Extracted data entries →

^^^^^^^^^^^^^^^^

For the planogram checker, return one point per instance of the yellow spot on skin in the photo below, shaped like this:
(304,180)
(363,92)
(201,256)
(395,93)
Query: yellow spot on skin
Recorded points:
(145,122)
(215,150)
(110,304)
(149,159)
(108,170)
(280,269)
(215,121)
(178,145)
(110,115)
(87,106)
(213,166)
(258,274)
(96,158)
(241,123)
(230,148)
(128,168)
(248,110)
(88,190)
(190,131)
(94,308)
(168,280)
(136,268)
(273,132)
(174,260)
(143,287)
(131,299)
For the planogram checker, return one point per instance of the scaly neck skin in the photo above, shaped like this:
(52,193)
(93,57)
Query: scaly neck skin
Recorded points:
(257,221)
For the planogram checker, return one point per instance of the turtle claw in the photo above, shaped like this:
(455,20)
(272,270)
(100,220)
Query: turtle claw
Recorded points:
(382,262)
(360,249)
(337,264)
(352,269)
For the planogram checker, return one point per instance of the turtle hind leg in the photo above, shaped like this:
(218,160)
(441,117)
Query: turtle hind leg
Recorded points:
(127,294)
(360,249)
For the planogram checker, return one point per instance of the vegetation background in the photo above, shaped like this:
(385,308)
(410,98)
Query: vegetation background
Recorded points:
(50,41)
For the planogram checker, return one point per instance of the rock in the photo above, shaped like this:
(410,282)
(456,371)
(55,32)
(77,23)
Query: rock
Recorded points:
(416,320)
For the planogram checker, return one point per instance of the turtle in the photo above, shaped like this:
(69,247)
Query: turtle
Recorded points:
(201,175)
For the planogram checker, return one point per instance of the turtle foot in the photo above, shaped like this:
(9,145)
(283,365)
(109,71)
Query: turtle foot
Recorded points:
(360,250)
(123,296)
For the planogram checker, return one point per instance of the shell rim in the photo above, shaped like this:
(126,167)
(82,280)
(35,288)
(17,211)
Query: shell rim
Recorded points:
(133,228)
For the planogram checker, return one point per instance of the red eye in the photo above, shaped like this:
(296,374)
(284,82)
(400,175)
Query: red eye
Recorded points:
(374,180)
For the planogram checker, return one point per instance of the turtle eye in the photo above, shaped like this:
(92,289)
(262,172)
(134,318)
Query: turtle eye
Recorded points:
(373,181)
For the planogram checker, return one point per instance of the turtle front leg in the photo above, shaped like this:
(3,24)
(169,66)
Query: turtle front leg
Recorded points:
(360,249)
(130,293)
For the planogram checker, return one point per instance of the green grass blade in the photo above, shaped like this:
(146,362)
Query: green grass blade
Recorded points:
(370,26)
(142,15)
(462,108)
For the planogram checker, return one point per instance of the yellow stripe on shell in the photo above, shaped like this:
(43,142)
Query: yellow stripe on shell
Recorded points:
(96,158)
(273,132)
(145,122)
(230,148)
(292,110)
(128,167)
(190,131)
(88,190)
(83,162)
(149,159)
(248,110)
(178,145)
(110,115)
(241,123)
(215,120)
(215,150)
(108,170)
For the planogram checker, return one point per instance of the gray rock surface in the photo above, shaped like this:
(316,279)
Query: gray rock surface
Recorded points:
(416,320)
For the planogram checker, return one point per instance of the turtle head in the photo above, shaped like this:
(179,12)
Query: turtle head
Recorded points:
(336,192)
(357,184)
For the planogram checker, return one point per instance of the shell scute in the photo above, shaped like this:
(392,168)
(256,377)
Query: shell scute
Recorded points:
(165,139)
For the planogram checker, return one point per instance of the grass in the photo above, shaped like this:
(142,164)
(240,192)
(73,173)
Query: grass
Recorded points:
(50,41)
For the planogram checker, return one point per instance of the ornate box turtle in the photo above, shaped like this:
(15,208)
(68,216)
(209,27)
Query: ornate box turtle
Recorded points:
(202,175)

^^^^^^^^^^^^^^^^

Work required → Lines above that have "scaly": copy each of them.

Solution →
For the planogram checker, return one point per instance of the scaly neck skin in the photo above, shaped like this:
Query: scaly neck skin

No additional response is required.